About this task: Here are the records. Print them all exactly.

####################

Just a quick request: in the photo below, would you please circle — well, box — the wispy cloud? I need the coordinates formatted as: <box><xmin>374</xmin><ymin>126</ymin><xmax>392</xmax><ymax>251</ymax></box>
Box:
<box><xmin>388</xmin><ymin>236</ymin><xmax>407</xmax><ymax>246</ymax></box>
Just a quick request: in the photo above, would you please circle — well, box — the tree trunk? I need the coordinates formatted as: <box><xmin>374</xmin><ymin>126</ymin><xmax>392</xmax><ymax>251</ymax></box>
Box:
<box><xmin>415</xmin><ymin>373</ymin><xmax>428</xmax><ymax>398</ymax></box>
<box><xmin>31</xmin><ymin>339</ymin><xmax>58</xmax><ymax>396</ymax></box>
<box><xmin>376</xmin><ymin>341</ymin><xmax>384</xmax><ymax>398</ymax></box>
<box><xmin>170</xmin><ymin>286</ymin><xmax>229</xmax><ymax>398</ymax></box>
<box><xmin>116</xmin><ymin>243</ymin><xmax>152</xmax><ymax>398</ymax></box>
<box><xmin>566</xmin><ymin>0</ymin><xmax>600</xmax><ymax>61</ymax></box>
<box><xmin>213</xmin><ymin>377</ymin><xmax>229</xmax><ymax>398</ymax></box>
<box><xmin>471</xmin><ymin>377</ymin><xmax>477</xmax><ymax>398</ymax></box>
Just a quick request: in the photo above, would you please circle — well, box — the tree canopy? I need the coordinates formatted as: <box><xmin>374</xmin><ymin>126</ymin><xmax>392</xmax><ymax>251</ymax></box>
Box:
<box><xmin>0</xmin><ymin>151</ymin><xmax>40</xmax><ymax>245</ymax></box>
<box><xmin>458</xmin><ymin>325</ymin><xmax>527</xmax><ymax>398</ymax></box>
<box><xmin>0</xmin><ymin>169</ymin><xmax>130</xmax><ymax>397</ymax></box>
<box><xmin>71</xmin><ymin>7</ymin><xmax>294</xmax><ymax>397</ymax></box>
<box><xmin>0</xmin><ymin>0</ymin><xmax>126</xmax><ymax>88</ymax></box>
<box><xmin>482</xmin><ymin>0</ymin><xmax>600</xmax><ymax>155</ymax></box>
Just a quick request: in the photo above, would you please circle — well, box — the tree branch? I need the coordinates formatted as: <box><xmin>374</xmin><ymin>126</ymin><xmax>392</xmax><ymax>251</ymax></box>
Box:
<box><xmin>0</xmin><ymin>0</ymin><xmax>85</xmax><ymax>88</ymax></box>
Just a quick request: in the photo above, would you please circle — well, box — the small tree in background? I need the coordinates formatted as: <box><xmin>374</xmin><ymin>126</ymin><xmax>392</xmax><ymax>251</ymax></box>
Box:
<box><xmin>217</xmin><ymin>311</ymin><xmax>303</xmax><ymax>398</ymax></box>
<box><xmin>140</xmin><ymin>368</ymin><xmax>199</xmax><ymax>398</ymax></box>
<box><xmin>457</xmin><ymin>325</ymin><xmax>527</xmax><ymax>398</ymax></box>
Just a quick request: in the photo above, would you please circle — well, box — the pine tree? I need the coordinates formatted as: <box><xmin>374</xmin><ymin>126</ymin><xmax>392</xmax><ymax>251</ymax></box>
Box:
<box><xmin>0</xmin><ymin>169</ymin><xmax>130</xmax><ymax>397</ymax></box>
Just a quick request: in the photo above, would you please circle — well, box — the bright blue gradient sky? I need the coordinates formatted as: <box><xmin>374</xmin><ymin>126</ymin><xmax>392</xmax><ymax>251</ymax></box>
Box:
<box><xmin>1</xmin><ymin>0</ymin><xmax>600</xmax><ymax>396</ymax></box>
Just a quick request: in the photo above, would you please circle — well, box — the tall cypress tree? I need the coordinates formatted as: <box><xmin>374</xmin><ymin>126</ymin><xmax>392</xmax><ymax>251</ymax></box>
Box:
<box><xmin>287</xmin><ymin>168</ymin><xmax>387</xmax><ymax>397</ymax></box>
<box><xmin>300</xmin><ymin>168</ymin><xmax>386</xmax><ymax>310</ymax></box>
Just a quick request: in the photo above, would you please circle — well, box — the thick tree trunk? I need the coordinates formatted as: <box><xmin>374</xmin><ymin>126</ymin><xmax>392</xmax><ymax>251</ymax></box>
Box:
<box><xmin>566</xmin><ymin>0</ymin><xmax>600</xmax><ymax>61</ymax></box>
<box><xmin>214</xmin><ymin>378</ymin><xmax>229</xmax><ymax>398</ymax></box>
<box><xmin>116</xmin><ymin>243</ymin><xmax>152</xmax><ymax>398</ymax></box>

####################

Expected answer:
Just a quick request: in the photo below, would you please circle — well, box — the wispy cloud? I need the coordinates formatted as: <box><xmin>374</xmin><ymin>126</ymin><xmax>392</xmax><ymax>251</ymax></box>
Box:
<box><xmin>388</xmin><ymin>236</ymin><xmax>407</xmax><ymax>246</ymax></box>
Just a quick request: in the photo above, would you please circle — well, box — the tree trunk? I need the coordinates formatted as: <box><xmin>374</xmin><ymin>126</ymin><xmax>392</xmax><ymax>251</ymax></box>
Box:
<box><xmin>415</xmin><ymin>373</ymin><xmax>428</xmax><ymax>398</ymax></box>
<box><xmin>31</xmin><ymin>339</ymin><xmax>58</xmax><ymax>396</ymax></box>
<box><xmin>376</xmin><ymin>341</ymin><xmax>384</xmax><ymax>398</ymax></box>
<box><xmin>170</xmin><ymin>286</ymin><xmax>229</xmax><ymax>398</ymax></box>
<box><xmin>116</xmin><ymin>243</ymin><xmax>152</xmax><ymax>398</ymax></box>
<box><xmin>566</xmin><ymin>0</ymin><xmax>600</xmax><ymax>61</ymax></box>
<box><xmin>213</xmin><ymin>377</ymin><xmax>229</xmax><ymax>398</ymax></box>
<box><xmin>471</xmin><ymin>377</ymin><xmax>477</xmax><ymax>398</ymax></box>
Just a quick request: in the photo above, would you please circle — well, box — the tree canopy? I need the coordinates formatted as: <box><xmin>374</xmin><ymin>126</ymin><xmax>392</xmax><ymax>251</ymax></box>
Box:
<box><xmin>0</xmin><ymin>151</ymin><xmax>40</xmax><ymax>245</ymax></box>
<box><xmin>458</xmin><ymin>325</ymin><xmax>527</xmax><ymax>398</ymax></box>
<box><xmin>0</xmin><ymin>169</ymin><xmax>130</xmax><ymax>397</ymax></box>
<box><xmin>71</xmin><ymin>7</ymin><xmax>294</xmax><ymax>397</ymax></box>
<box><xmin>0</xmin><ymin>0</ymin><xmax>126</xmax><ymax>88</ymax></box>
<box><xmin>482</xmin><ymin>0</ymin><xmax>600</xmax><ymax>155</ymax></box>
Just a quick request: in the photo above, would you please circle — well, box — the tree branch? I need the coordinates formatted as: <box><xmin>374</xmin><ymin>126</ymin><xmax>392</xmax><ymax>251</ymax></box>
Box:
<box><xmin>0</xmin><ymin>0</ymin><xmax>85</xmax><ymax>88</ymax></box>
Just a quick request: in the photo above, would you please circle — well, box — the small tree in background? I need the coordinates formatted as: <box><xmin>374</xmin><ymin>126</ymin><xmax>392</xmax><ymax>251</ymax></box>
Box:
<box><xmin>217</xmin><ymin>311</ymin><xmax>303</xmax><ymax>398</ymax></box>
<box><xmin>140</xmin><ymin>368</ymin><xmax>199</xmax><ymax>398</ymax></box>
<box><xmin>457</xmin><ymin>325</ymin><xmax>527</xmax><ymax>398</ymax></box>
Just a quick request: in the photo above, would you please circle — well, box — the pine tree? I need the coordinates formatted as: <box><xmin>374</xmin><ymin>126</ymin><xmax>392</xmax><ymax>251</ymax></box>
Box:
<box><xmin>0</xmin><ymin>169</ymin><xmax>130</xmax><ymax>397</ymax></box>
Just a quick request: in the photo above, would you please circle — well, box — the bright blue gradient sky? I need the coordinates formatted as: <box><xmin>374</xmin><ymin>126</ymin><xmax>392</xmax><ymax>251</ymax></box>
Box:
<box><xmin>1</xmin><ymin>0</ymin><xmax>600</xmax><ymax>396</ymax></box>
Just a quick request: in the photo above, would you please circle — well, box — the tall cypress tree? I need the coordinates formatted as: <box><xmin>374</xmin><ymin>126</ymin><xmax>392</xmax><ymax>251</ymax></box>
Box:
<box><xmin>287</xmin><ymin>168</ymin><xmax>387</xmax><ymax>397</ymax></box>
<box><xmin>300</xmin><ymin>168</ymin><xmax>386</xmax><ymax>310</ymax></box>
Just a quick request: in the photo above, would you please circle — well, box — the thick tree trunk? I need the coordinates formatted as: <box><xmin>374</xmin><ymin>126</ymin><xmax>392</xmax><ymax>251</ymax></box>
Box:
<box><xmin>566</xmin><ymin>0</ymin><xmax>600</xmax><ymax>61</ymax></box>
<box><xmin>214</xmin><ymin>378</ymin><xmax>229</xmax><ymax>398</ymax></box>
<box><xmin>116</xmin><ymin>243</ymin><xmax>152</xmax><ymax>398</ymax></box>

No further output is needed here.